LIST OF TASKS.
a - Rewrite the paragraph beginning "The efforts will also focus" from the text on the Nebraska perinatal collaborative as a short list that keeps its main facts.
b - Answer these questions using the text on the Nebraska perinatal collaborative, with each answer on its own line and marked to match:
(i) Which body approved the funding that established the collaborative?
(ii) Which unit is Dr. Ann Anderson Berry the medical director of?
(iii) When does congenital cytomegalovirus infection occur?
c - Carry on the text about the Nebraska perinatal collaborative, starting after its final sentence.

SOURCE EXTRACT.
# # # #
Funding approved by the Nebraska Legislature established the Nebraska Perinatal Quality improvement Collaborative in an effort to reduce the death and disease associated with childbirth and the first month of life.
Dr. Ann Anderson Berry is the medical director for Nebraska Medicine’s Neonatal Intensive Care Unit and associate professor of pediatrics at the University of Nebraska Medical center and says, “One of the major benefits of the collaborative is that it will bring together all of the health systems in the state to achieve the best outcomes for moms and babies throughout the first year of life. The first is to decrease the number of cesarean sections. There are too many cesarean sections done on moms that could potentially be prevented which would lead to decreased infection rates, decreased lengths of hospitalization and decreased costs.”
The efforts will also focus on increasing the numbers of new mothers who breastfeed and conducting education to prevent and increase newborn screening for congenital cytomegalovirus, an infection that occurs before birth.
# # # #
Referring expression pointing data
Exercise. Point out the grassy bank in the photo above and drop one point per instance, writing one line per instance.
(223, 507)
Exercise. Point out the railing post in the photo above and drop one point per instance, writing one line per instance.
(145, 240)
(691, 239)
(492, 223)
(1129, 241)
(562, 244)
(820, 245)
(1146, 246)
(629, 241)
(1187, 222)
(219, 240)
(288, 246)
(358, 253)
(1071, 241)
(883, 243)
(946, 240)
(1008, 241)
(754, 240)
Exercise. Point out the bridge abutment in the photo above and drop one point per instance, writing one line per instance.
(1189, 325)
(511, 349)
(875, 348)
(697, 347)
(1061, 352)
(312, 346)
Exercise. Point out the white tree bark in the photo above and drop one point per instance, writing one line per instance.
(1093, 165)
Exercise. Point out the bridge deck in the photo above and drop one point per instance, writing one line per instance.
# # # #
TASK-BY-TASK RESULTS.
a -
- Increase the number of new mothers who breastfeed.
- Conduct education to prevent congenital cytomegalovirus, an infection that occurs before birth.
- Increase newborn screening for congenital cytomegalovirus.

b -
(i) The Nebraska Legislature.
(ii) Nebraska Medicine's Neonatal Intensive Care Unit.
(iii) Before birth.

c -
The Nebraska Legislature approved LB 233 to fund the initiative with $100,000 a year for two years. Nebraska became the 44th state to form a collaborative and it includes more than 90% of hospitals across the state.
Nebraska statistics show that there were about 2,752 infants born prematurely in Nebraska in 2013. Research shows the cost of care for preterm infants ranges from more than $100,000 for extreme prematurity to $4,500 for late prematurity. Very low birth weight infants are at risk for costly complications, adding $12,000 to $31,000 to their already expensive care.